==== Page excerpt ====

Well, coming back from the winter holidays it’s time for me to cope with my new job status: i am back on the market!

Unfortunately I got swept up by the recent layoffs at Yahoo.  After several weeks of rumors discussed in various technology blogs (see http://techcrunch.com/2010/12/14/yahoo-employees/), the layoffs finally happened mid December which took about 5% of the company.  I was sitting on the fourth floor of building A, home of the communities teams (Answers, Groups, Delicious), one of the target areas of the layoffs, watching managers walk through the floor requesting private meetings one by one, followed by a flurry of packing boxes and goodbyes in the two hours we had to leave the premises.  Imagine my feeling as I watched my own manager approach my cubicle.

I have to say, my main feeling at the time (aside from surprise!) was “but i was working on really cool projects and now I don’t get to finish them!”

Now, two weeks later, holidays over, my main feeling is one of…ugh.  I’ve been on the job market before, and I find it has a lot in common with the more unpleasant side of dating.  As a social psychologist & technology researcher I have spent a fair amount of time focusing on match-making online (both professional and personal match-making) so I’m well-versed in the literature on the topic.  Finding a match professionally is a lot like finding a match personally.  You want to find the best match possible, in a reasonable amount of time.  You go on a lot of “dates” where you put your best foot forward, while trying to stay honest, because if you get the job you have to do the job.  You debate how much do I adapt myself to what they want, versus focusing on myself and what I want.  You have trouble perceiving how others perceive you, and when the “date” does not end well you are never told why.  You have to tell yourself, well, it’s nothing personal, it’s just not a good match, while at the same time wishing everyone you “date” really, really wants you.   You find yourself having to remind yourself “I’m really great!” at the same time wondering why organizations don’t immediately fall madly in love you and hire you one the spot.  I have the additional problem of really wanting three jobs in one (more academic industry research, early stage prototyping, and social tech design), when most larger organizations want you to fill just the one job role.

====

• Things to do
(A) In the blog post, roughly what share of the company did the mid-December layoffs take?
(B) Duplicate everything in the blog post from "Unfortunately I got" down to "approach my cubicle.".
(C) Go on with the blog post about the Yahoo layoffs from the point where it stops.

==== Information provided ====

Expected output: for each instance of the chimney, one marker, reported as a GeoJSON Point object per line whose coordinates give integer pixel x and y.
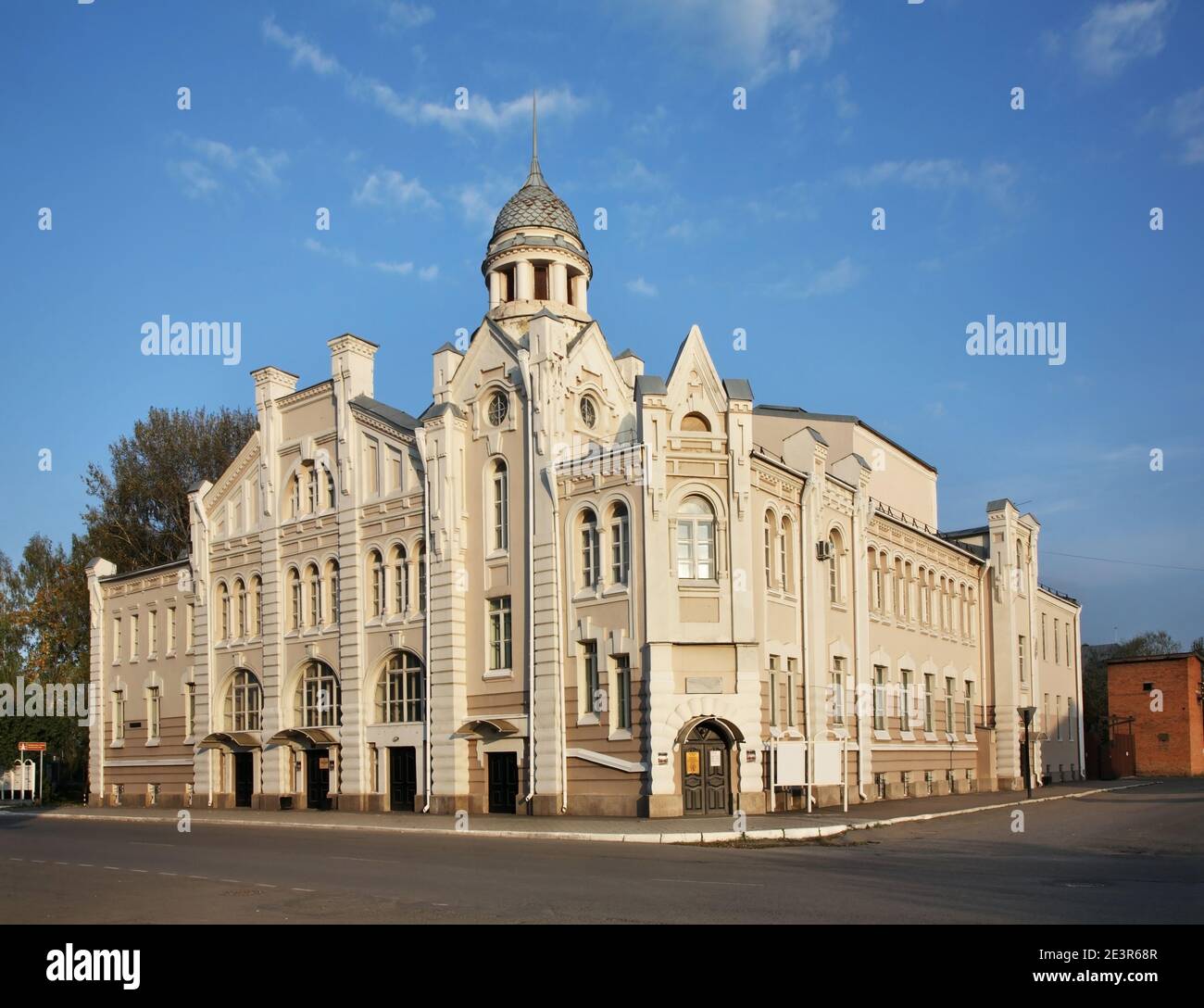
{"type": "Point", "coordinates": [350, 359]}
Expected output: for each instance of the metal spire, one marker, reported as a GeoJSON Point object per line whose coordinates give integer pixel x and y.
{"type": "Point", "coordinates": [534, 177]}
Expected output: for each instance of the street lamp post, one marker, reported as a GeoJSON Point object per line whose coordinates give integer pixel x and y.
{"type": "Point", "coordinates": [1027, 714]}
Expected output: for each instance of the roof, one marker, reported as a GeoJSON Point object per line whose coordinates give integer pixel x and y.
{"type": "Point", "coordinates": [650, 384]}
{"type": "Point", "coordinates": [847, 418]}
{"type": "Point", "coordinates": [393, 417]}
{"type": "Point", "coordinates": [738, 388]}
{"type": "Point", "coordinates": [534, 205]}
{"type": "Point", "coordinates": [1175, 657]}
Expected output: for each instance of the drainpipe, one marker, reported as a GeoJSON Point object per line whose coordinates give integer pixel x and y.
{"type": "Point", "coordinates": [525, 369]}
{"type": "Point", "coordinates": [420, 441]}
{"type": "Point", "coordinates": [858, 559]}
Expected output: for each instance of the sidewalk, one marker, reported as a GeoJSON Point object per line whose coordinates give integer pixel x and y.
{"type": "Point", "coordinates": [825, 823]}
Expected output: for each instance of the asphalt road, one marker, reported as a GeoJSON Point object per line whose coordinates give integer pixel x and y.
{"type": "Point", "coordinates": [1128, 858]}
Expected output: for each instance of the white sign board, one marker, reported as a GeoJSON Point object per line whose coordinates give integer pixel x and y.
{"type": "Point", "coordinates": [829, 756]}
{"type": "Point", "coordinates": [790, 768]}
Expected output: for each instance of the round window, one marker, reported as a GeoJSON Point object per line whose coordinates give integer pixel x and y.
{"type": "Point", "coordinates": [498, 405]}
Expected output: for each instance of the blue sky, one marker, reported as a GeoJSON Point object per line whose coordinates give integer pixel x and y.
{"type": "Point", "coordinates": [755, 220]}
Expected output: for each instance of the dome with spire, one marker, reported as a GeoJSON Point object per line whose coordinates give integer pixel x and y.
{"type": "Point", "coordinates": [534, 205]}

====
==== Information provided ====

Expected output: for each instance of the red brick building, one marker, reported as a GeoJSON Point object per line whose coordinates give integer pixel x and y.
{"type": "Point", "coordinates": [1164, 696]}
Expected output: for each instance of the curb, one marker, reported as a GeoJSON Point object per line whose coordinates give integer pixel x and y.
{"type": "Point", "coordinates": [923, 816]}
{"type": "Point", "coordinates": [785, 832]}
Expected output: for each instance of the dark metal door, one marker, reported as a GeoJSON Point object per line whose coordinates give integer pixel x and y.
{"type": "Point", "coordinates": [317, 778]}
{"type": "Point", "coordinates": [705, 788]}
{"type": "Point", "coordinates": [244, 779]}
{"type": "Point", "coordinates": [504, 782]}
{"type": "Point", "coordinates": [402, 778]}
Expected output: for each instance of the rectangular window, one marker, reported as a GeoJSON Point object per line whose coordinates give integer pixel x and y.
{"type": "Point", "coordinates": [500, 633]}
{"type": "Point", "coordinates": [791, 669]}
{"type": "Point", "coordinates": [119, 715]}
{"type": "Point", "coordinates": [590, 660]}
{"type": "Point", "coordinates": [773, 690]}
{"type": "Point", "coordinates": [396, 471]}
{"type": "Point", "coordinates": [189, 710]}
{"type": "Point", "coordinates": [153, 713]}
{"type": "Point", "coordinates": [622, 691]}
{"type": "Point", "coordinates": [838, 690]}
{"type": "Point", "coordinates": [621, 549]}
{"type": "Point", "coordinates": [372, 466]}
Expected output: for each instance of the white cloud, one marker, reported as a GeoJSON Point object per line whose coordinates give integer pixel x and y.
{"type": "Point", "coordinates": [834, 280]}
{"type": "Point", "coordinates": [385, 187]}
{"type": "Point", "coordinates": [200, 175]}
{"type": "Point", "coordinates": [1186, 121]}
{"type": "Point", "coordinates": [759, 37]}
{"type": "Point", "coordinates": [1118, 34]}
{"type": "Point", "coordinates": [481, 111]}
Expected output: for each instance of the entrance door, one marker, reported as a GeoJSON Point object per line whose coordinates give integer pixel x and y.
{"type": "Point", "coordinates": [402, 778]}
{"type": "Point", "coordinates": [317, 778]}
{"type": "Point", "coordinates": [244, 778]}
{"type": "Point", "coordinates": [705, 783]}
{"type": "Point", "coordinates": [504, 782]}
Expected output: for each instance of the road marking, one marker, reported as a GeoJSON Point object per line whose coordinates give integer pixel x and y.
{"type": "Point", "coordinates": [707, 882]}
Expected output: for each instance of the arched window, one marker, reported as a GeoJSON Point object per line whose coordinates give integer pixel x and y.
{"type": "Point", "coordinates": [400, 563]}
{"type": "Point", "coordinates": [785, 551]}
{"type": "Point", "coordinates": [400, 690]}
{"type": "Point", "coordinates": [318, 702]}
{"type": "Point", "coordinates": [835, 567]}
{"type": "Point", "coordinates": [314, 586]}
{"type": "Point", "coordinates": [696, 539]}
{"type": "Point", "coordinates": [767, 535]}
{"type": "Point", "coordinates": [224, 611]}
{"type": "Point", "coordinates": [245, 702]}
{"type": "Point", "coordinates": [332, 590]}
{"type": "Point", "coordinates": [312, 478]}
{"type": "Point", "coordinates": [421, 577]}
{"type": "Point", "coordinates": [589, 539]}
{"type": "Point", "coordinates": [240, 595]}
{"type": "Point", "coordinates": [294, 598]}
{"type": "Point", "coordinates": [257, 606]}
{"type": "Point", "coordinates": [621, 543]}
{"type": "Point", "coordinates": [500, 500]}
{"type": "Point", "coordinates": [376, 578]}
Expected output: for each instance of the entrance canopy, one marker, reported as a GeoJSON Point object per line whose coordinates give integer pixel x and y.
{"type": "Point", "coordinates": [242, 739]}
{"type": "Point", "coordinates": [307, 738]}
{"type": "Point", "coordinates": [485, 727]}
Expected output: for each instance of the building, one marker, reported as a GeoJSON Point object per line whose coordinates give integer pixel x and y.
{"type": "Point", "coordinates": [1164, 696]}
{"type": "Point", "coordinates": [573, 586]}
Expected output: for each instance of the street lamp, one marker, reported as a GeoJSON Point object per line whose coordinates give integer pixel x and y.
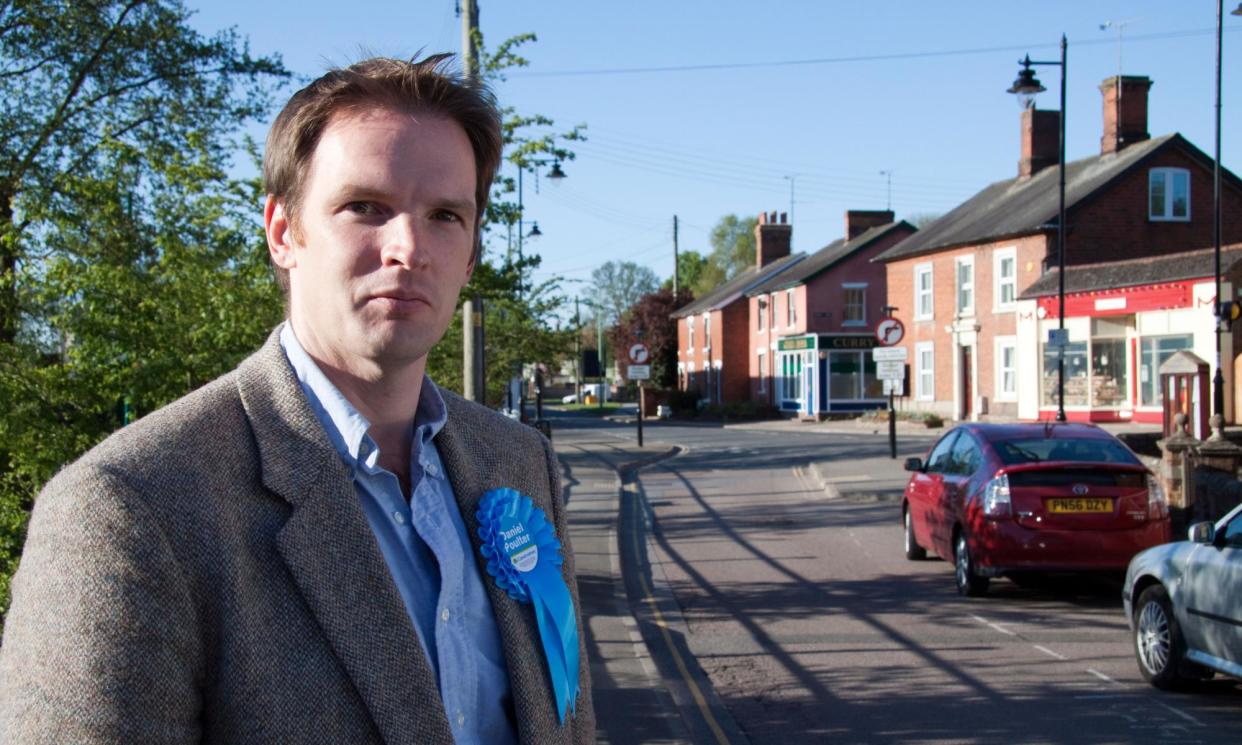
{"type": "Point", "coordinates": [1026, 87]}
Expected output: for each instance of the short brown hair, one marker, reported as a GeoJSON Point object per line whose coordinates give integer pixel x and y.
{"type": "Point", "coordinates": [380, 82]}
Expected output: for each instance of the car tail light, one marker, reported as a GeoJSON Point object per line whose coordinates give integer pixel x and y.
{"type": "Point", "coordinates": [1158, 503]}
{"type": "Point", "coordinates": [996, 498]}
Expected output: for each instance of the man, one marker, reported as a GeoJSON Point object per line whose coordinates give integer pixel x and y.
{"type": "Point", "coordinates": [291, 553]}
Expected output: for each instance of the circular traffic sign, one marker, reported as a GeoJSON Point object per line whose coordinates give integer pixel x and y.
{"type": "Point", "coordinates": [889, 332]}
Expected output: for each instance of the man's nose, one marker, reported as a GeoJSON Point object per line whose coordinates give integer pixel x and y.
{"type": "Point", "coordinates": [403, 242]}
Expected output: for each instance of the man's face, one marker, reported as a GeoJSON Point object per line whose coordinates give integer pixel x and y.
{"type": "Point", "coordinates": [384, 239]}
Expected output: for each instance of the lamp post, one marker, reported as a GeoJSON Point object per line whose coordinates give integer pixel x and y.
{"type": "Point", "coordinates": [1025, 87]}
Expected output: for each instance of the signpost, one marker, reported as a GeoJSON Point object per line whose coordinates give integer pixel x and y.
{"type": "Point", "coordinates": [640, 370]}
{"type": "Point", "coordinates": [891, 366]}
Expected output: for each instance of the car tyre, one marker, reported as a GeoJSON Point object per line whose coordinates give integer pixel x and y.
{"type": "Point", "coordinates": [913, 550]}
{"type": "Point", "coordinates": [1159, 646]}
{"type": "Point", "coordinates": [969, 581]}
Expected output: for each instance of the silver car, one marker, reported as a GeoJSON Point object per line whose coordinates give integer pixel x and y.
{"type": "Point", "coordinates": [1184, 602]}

====
==== Information provided ====

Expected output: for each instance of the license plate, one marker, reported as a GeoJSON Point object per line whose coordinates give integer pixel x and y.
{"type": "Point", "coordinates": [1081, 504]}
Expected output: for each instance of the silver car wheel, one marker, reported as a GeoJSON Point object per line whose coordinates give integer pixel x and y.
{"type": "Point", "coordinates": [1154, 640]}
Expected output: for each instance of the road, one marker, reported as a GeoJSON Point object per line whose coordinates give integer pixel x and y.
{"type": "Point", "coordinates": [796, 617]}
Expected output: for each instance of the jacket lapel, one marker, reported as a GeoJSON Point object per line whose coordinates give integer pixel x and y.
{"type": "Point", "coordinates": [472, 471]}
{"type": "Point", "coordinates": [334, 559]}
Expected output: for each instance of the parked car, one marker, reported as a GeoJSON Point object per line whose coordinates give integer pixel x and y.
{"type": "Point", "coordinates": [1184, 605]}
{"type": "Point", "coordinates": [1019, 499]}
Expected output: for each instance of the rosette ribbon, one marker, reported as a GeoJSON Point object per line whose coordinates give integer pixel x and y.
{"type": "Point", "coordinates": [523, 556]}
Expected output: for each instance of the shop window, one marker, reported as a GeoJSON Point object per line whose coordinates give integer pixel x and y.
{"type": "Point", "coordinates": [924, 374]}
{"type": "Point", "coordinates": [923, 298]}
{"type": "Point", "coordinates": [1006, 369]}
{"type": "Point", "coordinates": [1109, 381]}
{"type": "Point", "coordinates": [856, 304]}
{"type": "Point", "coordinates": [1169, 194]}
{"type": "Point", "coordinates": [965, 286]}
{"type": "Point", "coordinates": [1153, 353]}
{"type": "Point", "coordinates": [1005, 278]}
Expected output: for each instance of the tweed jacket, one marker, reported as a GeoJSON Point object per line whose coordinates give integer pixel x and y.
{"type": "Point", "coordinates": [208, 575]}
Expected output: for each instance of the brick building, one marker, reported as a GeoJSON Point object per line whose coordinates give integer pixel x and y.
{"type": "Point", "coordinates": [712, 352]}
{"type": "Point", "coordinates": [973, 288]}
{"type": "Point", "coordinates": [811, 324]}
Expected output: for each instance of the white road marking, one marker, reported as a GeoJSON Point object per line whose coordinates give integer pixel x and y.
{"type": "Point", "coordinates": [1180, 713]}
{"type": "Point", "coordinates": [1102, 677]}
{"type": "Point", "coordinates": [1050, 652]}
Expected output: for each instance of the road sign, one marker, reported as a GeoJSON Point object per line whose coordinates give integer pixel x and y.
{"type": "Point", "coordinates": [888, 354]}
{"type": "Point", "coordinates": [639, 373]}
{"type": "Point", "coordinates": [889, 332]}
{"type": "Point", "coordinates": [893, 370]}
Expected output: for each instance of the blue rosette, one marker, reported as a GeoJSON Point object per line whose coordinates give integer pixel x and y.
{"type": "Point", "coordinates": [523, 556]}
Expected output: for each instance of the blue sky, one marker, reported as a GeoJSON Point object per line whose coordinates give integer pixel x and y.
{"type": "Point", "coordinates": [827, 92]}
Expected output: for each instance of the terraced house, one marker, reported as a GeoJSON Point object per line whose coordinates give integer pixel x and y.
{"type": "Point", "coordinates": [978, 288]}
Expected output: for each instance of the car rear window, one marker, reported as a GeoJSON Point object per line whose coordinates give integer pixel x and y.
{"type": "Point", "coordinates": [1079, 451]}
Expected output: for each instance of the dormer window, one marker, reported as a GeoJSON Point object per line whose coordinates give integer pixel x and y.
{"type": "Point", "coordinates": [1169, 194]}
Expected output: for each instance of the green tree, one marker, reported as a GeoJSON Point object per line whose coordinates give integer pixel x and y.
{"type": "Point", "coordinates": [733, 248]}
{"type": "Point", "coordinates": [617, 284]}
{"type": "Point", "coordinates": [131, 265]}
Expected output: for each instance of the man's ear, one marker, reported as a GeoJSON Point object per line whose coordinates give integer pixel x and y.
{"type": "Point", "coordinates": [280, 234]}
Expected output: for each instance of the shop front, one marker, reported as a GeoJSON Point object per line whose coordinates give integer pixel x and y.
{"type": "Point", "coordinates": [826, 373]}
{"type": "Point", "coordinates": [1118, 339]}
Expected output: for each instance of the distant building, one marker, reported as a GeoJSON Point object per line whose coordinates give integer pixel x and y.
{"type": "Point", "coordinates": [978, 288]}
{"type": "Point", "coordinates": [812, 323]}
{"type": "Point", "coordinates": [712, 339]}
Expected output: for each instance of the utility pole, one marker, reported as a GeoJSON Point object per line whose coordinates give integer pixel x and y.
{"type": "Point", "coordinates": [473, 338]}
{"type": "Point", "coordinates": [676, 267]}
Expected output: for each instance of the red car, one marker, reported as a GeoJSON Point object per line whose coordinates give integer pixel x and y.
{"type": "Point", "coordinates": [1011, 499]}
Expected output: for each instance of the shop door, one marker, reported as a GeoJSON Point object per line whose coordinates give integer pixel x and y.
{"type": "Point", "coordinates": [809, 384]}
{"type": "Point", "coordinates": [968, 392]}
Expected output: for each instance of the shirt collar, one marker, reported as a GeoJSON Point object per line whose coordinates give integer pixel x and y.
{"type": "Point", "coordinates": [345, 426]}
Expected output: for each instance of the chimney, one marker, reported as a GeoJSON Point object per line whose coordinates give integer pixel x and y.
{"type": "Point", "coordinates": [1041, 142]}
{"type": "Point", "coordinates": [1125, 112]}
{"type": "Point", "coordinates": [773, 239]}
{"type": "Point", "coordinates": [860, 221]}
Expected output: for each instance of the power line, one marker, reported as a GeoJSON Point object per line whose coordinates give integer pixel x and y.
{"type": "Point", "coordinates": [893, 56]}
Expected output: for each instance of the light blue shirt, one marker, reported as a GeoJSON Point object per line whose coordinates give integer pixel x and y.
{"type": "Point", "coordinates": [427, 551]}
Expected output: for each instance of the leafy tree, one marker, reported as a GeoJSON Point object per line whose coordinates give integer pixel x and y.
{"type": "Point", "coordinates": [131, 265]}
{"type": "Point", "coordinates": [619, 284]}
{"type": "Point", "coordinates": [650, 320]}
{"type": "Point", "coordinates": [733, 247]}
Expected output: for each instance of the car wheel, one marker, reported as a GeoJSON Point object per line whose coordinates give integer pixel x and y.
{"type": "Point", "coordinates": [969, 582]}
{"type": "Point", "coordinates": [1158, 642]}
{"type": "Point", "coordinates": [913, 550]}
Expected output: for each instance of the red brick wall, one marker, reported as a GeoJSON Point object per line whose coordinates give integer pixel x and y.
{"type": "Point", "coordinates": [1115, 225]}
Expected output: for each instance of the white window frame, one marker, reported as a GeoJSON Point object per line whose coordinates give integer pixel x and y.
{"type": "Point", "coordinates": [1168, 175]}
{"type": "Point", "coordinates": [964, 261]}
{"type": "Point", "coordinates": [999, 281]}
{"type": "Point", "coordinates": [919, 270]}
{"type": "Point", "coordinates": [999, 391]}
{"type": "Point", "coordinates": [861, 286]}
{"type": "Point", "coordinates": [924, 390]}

====

• Exercise responses
(A) About 5% of the company.

(B)
Unfortunately I got swept up by the recent layoffs at Yahoo.  After several weeks of rumors discussed in various technology blogs (see http://techcrunch.com/2010/12/14/yahoo-employees/), the layoffs finally happened mid December which took about 5% of the company.  I was sitting on the fourth floor of building A, home of the communities teams (Answers, Groups, Delicious), one of the target areas of the layoffs, watching managers walk through the floor requesting private meetings one by one, followed by a flurry of packing boxes and goodbyes in the two hours we had to leave the premises.  Imagine my feeling as I watched my own manager approach my cubicle.

(C)
Finally, as far as match-making services go, job boards are really ineffective.  I’m always amazed that the state of the art in professional match-making technologies isn’t, well, better.   I need to spend a *lot* of time researching where I would like to work, and I still have better luck through personal connections than job boards, because personal connections are much more effective at knowing who you are, where people like you go, whether you would be a good fit, and helping you get on the hiring manager’s radar.

Well, back to polishing my resume and my curriculum vitae….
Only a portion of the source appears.